Photo object pointing listing:
-.-.-

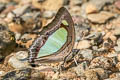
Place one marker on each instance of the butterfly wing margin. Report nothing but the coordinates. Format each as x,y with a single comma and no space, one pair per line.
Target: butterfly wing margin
62,14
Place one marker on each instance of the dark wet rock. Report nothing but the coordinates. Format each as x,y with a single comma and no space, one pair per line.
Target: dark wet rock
101,17
96,74
19,60
101,62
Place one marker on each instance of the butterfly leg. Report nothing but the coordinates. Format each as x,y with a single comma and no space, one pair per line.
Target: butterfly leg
68,60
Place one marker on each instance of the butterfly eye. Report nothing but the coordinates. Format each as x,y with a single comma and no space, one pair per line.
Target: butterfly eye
64,22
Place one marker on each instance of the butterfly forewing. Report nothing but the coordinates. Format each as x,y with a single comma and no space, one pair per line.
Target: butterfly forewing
56,40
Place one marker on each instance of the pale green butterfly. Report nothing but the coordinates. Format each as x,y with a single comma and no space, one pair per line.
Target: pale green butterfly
56,40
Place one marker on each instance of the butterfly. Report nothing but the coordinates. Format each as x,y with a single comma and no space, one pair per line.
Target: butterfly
56,40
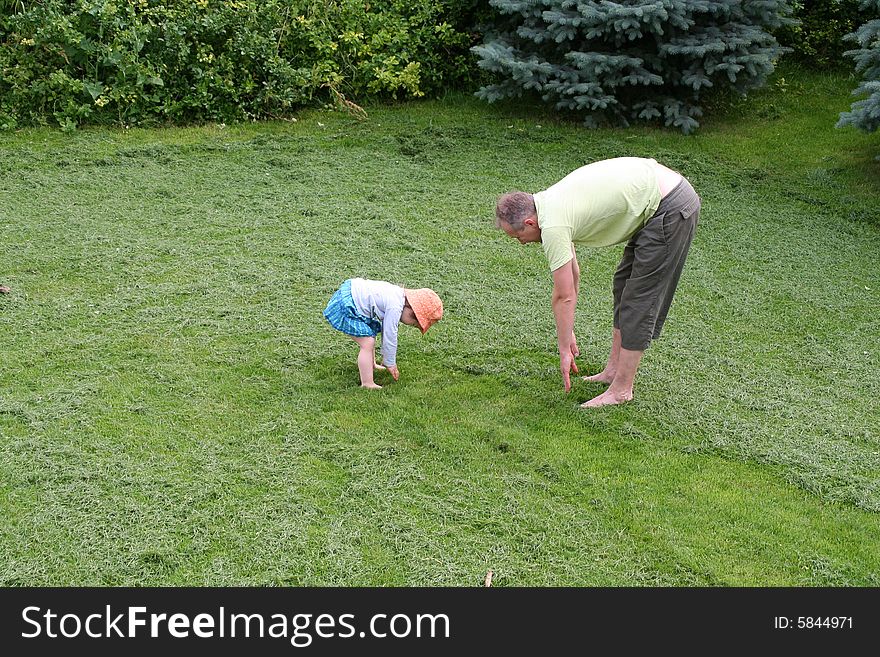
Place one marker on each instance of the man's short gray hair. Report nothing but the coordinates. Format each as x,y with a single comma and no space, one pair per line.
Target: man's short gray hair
513,208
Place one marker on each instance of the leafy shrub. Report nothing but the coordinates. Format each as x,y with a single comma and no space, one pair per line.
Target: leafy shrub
70,62
817,38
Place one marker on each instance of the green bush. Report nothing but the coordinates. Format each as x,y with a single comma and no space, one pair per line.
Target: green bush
817,39
69,62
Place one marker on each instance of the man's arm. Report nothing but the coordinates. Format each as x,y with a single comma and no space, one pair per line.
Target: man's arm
576,277
564,300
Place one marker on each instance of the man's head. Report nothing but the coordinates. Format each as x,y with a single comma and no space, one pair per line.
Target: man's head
516,215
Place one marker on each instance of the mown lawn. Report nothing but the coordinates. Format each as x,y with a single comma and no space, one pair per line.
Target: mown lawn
174,410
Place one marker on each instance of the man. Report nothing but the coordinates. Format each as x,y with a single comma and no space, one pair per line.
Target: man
627,199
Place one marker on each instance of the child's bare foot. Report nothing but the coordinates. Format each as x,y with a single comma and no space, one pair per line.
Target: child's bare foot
602,377
608,398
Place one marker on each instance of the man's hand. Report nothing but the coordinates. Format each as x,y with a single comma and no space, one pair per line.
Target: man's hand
566,365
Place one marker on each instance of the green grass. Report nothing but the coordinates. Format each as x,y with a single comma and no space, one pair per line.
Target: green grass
174,409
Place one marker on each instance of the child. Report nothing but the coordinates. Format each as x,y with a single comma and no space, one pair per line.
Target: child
362,309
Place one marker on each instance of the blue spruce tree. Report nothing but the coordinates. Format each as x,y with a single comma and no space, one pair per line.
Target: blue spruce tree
630,60
865,114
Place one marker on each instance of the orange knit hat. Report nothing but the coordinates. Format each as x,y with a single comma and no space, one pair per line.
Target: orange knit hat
426,305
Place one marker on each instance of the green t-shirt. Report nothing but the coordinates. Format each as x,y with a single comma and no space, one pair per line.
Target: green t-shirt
600,204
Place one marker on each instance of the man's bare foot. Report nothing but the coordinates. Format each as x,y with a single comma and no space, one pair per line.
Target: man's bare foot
602,377
608,398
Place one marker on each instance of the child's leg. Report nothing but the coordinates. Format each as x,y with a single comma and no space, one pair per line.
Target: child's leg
377,365
366,360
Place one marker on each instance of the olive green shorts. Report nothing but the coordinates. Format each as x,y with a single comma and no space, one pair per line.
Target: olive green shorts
648,273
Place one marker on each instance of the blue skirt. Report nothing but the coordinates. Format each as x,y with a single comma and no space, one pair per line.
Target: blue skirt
343,315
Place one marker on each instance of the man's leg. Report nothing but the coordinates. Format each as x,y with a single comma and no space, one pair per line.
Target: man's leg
607,375
621,275
642,301
620,389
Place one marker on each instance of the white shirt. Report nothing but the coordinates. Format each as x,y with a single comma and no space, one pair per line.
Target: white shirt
384,302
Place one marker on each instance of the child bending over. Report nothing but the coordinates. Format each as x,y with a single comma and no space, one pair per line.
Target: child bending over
362,309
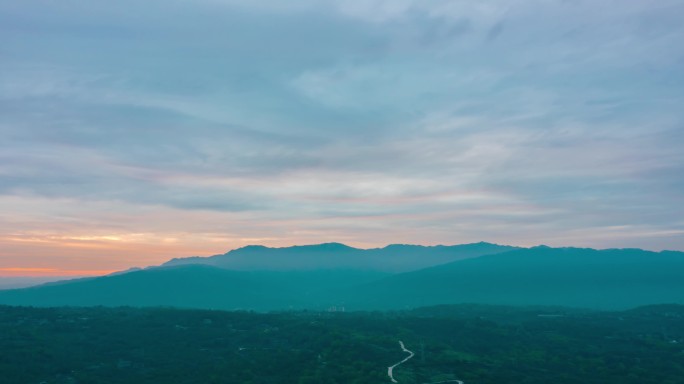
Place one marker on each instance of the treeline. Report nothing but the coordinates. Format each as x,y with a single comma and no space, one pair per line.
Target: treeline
476,344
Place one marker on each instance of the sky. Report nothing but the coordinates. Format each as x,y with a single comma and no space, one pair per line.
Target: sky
133,132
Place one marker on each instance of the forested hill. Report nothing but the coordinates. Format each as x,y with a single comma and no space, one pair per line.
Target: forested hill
475,344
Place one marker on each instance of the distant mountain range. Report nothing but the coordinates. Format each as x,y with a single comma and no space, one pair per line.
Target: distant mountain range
392,258
320,277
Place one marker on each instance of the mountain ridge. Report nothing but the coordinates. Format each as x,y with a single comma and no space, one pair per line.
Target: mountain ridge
391,258
574,277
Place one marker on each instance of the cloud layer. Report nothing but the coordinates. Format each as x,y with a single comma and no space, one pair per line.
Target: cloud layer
132,133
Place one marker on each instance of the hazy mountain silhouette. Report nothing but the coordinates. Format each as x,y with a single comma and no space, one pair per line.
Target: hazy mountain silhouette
609,279
196,286
578,277
392,258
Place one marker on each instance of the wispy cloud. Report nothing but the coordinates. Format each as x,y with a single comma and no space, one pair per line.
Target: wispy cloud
361,121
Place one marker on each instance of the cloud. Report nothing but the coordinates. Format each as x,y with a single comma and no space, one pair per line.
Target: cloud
364,121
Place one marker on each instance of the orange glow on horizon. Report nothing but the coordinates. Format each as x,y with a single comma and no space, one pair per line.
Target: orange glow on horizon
40,272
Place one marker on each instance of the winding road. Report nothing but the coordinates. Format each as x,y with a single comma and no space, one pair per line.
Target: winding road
391,369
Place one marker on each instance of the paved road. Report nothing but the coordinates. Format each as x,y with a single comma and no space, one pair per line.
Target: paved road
391,369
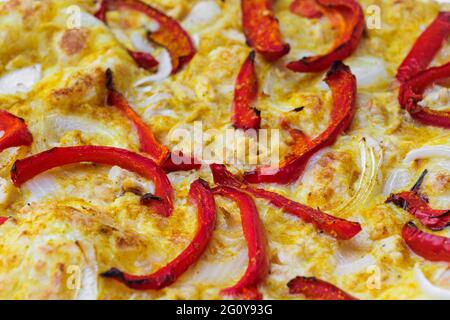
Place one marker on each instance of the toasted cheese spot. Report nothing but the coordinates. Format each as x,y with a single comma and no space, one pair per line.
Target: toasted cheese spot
74,41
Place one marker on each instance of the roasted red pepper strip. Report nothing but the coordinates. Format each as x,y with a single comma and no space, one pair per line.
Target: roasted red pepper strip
3,220
15,131
343,86
169,35
338,228
428,246
245,94
201,195
315,289
306,8
417,204
258,265
261,29
351,27
148,142
26,169
426,47
411,93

-.-.-

● Stated problem: Return every line of the listing above without changes, leaving out the pictures.

● Result of the exercise:
Place one marker on each instance of the butterfly wing margin. Report nothing but the coordinates. Format each as x,y with a single comma and no space, one pair per line.
Target: butterfly wing margin
62,14
Place one marker on each instance of the dark wet rock. Report nothing but the coordinates. Format each as x,y with a single comma and no space, one pair per line.
Target: dark wet rock
101,17
96,74
19,60
101,62
Place one marker on each instance of the butterfly leg. Report nothing but the coordinates. Format each as x,y with a single comma and no space, one pair per line.
Target: butterfly leg
68,60
Place one marker on each instance of the butterfly eye. Report nothing but the coordinates. Format each as x,y with a single comma and no space, one pair per line.
Target: butterfly eye
64,22
Place one marker on each instance of the butterfly forewing. Report nothing but the coordinates. Format each as x,y with a single comma and no space, one pair per line.
Target: butterfly forewing
56,40
Place one marker on each instance of the pale green butterfly. Report nothing but the coordinates. Format each as x,y with a single comma and no space, one pair per line.
Target: pale green butterfly
56,40
Place one marker on each instance of the butterfly. Report nothing but the coordinates. Format each as x,y with a single comma and no space, one pair per line.
Target: butterfly
56,40
Place one marker on each instance of the man's short gray hair. Report nothing but the coordinates. Format each as x,y with a single comma and no space, one pair per line.
Target: man's short gray hair
513,208
Place one marker on each instance of the leafy shrub. Report nothing but the coordinates. Format each as x,y with a single comma and no space, one pair per line.
Target: leafy shrub
70,62
817,38
Place one marker on each instance of the green bush. Report nothing but the coordinates. Format each as x,y with a single comma and no space, one pair per line.
Target: green bush
817,39
69,62
Place one marker on each instance of the man's arm. Report nothing but the coordinates. Format each as x,y with a single comma and no space, one pair per line.
Target: man's arm
576,277
564,300
Place one marker on each instance of the man's head. Report nothing but the coordinates. Format each as x,y with a single comma and no space, one pair per line.
Target: man's head
516,215
Place one marker on each instance of the mown lawn. Report nothing but the coordinates. Format each as x,y with a single comma and no space, one pair per line.
Target: mown lawn
174,410
Place one marker on each instance of the man. Report nothing but the coordinates. Format each as x,y with a single comma and no space, one pair per line.
Target: man
627,199
Place one marker on each instance of the child's bare foot. Report nothing but the coordinates. Format each as x,y with a single comma and no space, one pair per line.
Target: child's bare foot
602,377
608,398
Place one marker on each instance of the man's hand. Report nothing but the coordinates. Format each as x,y with a single comma and no space, one pair per line.
Target: man's hand
566,365
Place one marker on each instance of the green grass. Report nothing but the coordinates. Format each as x,y with a single comma and no space, one pair per line.
Target: green grass
174,409
Place one marker on each instance of the child. Report nothing but the coordinates. Format each as x,y with a single comma and no space, one pair per line.
Target: child
362,309
Place one marker on each instance of the blue spruce tree. Report nothing but the coordinates. Format each as x,y with a single comma and no space, one pair per line.
Target: blue spruce tree
630,60
865,114
Place one marker on each instance of the orange knit hat. Report nothing but the coordinates. Format each as x,y with a single comma and no space, one pair per line.
Target: orange knit hat
426,305
Place one marker on each instance of the green t-shirt. Report nothing but the coordinates. Format each as x,y with a single comma and no space, one pair per line.
Target: green t-shirt
600,204
Place one marker on each instance of the man's bare foot. Report nothing but the coordinates. Format each as x,y with a single comma and no space, one pair per line.
Target: man's bare foot
602,377
608,398
Place one marker on each instance of the child's leg. Report nothing but the coordinates. Format each as x,y with a single comma and no space, one pair per line.
Target: child's leg
377,365
366,360
Place one marker on each instance of the olive green shorts. Report nothing but the coordinates. Format each as x,y with a single comma and no space, one pair per line.
Target: olive green shorts
648,273
Place one marker on each instance of the blue skirt. Report nothing but the coordinates. Format each as x,y with a single comma and no space, one pair per line.
Target: blue skirt
343,315
Place one marker on each instance of the man's leg. Report nothing but the coordinates. Format each as x,y with a single comma and no space, one pair per line.
Target: man's leg
607,375
621,275
642,301
620,389
Place one marker on each instance of the white shirt. Report nothing but the coordinates. Format each as x,y with a single comma and no space, one pair per line.
Target: white shirt
384,302
Place one marker on each instance of the child bending over. Report nothing but the coordinates. Format each as x,y with a single comma and no space, one pair per line.
Target: child bending over
362,309
Place one marker on each instance of the treeline. Report nothing but the coordinates. Format each as x,y with a single comma and no space, one pair per line.
Target: treeline
476,344
Place one marker on each instance of the sky. Report nothing but the coordinates. Format each as x,y with a single comma and no space, one pair per line.
Target: sky
133,132
Place one marker on each instance of the forested hill. Report nothing but the coordinates. Format each as x,y with a single comma and no space, one pair per line.
Target: forested hill
475,344
Place one marker on each instance of the distant mountain range. Report nothing but the coordinates. Format each as x,y with a single comma and no space, one pair per line.
Target: distant mountain range
392,258
320,277
Place one marker on each instance of the mountain ridge. Report nothing but the coordinates. Format each as x,y with a single comma and no space, one pair per line.
Target: mountain ridge
391,258
574,277
Place one marker on each instance of the cloud layer. Report nothing but the coordinates. Format each as x,y with a single comma and no space, one pair per line.
Target: cloud layer
132,133
Place one marker on each instance of the hazy mountain silhouette. Report nothing but the coordinates. Format each as x,y with a single comma and no space, one pair per line.
Target: hazy mountain silhouette
609,279
196,286
578,277
392,258
Place one marker on each instance of the wispy cloud. Report nothing but the coordinates. Format each as x,y with a single comma and no space, one pair per line.
Target: wispy cloud
361,121
Place one marker on each instance of the cloud. Report nothing but the coordinates. Format each as x,y with a single comma and no space, one pair per line.
Target: cloud
364,121
Place one marker on each instance of the orange glow on horizon. Report nothing but the coordinates. Format each as x,y with a single comma and no space, one pair per line.
Target: orange glow on horizon
40,272
Place one marker on each instance of the winding road. Report nothing but the coordinates. Format each as x,y with a single comma and no space, one pair per line.
Target: winding road
391,369
Place one marker on each instance of the paved road. Report nothing but the coordinates. Format each as x,y with a single comma and no space, one pair per line.
Target: paved road
391,369
Place one marker on each instance of the toasted cheese spot. Report nothing but the coordinates. Format each as x,y with a single comma and no space, one pair per line.
Target: toasted cheese spot
74,41
Place one marker on each instance of the roasted red pepper strip. Report nothing but the coordinates. Format each as x,y with a single comma and no space, one pair per line.
Target: roasted red pepper strip
3,220
15,131
343,86
169,35
338,228
428,246
245,94
201,195
315,289
306,8
417,204
258,265
261,29
351,27
148,142
26,169
426,47
411,93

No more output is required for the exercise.